Given task A: From the book blurb below, list the supernatural perils Hunter is said to face.

Quoted text:
>> Start

From the blurb:
Hunter is a human turned animal shifter in Nightshade, a literal city of monsters in a near-Earth dimension called Dev. All sorts of beasts reside here, unable to return to Earth, yet still plagued by the same jealousies, rivalries, and needs of any human. Resolving them is Hunter’s job.
Hunter faces supernatural perils at every turn: vampire debt collectors who most decidedly don’t sparkle, werewolfs who literally piss on everything you love, and surprise shifters. And just like back on Earth, there are mundane struggles too. Like paying the rent—which isn't easy for a guy with more vices than virtues—and keeping his haunted blender happy with pricey produce. So he takes a job from a foul-mouthed reverse tooth fairy to find her missing twin.
Just when things seem like they couldn’t get any worse, Hunter meets Sakari, a hot newcomer to Nightshade with a taste for danger. Will Sakari change Hunter’s bad luck, or will he only mean more trouble? Can Sakari help him solve his case? And how will Hunter explain the new man in his life to his blender?

>> End

Raw data:
>> Start

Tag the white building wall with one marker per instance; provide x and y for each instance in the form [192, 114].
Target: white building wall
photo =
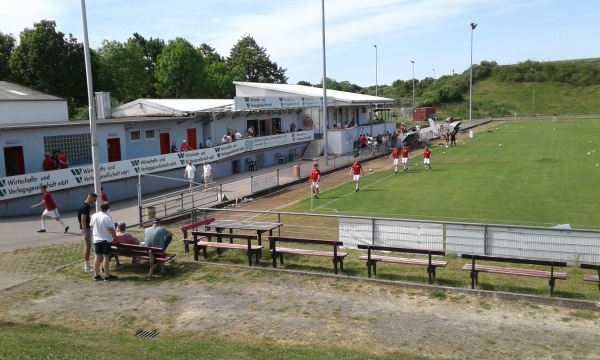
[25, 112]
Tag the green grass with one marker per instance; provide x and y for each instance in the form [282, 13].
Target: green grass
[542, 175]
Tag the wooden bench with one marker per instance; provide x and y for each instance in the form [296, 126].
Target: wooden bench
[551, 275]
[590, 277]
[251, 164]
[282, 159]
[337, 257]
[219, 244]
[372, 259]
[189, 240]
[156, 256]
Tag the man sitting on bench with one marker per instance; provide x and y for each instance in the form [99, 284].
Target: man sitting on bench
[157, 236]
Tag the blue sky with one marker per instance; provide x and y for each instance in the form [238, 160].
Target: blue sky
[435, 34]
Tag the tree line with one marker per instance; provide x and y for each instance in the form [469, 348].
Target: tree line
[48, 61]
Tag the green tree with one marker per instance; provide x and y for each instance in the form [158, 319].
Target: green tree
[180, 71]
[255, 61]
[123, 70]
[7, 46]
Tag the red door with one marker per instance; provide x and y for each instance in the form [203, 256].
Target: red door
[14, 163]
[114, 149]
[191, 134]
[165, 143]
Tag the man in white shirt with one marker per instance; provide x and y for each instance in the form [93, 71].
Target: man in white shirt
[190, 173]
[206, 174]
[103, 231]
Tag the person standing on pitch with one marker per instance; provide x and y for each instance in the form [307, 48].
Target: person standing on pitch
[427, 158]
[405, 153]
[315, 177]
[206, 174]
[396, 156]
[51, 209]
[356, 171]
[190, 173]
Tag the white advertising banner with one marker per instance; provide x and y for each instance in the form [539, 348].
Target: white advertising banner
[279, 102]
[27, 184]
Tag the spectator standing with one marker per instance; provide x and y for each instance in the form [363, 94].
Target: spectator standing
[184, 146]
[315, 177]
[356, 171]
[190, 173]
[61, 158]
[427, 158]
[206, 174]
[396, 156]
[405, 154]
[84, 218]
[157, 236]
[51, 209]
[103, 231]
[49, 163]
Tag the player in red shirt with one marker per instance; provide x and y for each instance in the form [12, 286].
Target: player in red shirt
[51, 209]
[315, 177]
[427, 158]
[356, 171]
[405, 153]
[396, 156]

>> End

Given task B: Quote the records starting at the line that contains "Tag the blue" and ending at the end of the records.

Problem solution A:
- Vampire debt collectors who most decidedly don't sparkle
- Werewolfs who literally piss on everything you love
- Surprise shifters

Problem solution B:
Tag the blue sky with one marker per instance; provide x and y for each instance in the form [238, 160].
Target: blue sky
[435, 34]
Tag the tree line with one marker per instance; provide x and y for each instance in the form [469, 348].
Target: tree line
[48, 61]
Tag the green tree with one marker per instance; provide x and y for each instance in the form [158, 319].
Target: green tree
[180, 71]
[255, 61]
[123, 70]
[7, 46]
Tag the red door with one marker per instance; provide x and y for each instance in the form [203, 256].
Target: red door
[14, 163]
[114, 149]
[191, 134]
[165, 143]
Tag the man in white shirt with one marker per instance; provide x and y for each instance in the form [93, 71].
Target: man in white shirt
[190, 173]
[206, 174]
[103, 231]
Tag the person standing on pitch with one marker per instance; provide x and y for each instance in the form [307, 48].
Target: person standing on pitch
[427, 158]
[405, 153]
[315, 177]
[206, 174]
[396, 156]
[51, 209]
[356, 171]
[190, 173]
Tag the white advertising banner with one marker per instance; provide x and y for each instance in the form [539, 348].
Target: white advertising banner
[279, 102]
[27, 184]
Tag the spectator standing with one marker per instance; provide x and y for each instance in the form [363, 94].
Target: spectator standing
[184, 146]
[315, 177]
[356, 171]
[190, 173]
[61, 158]
[427, 158]
[206, 174]
[396, 156]
[405, 154]
[84, 218]
[157, 236]
[51, 209]
[103, 231]
[49, 163]
Tag the player in red shirt with one marker per instance; provide x and y for each instance in the form [12, 286].
Target: player in red shirt
[51, 209]
[315, 177]
[427, 158]
[356, 171]
[405, 153]
[396, 156]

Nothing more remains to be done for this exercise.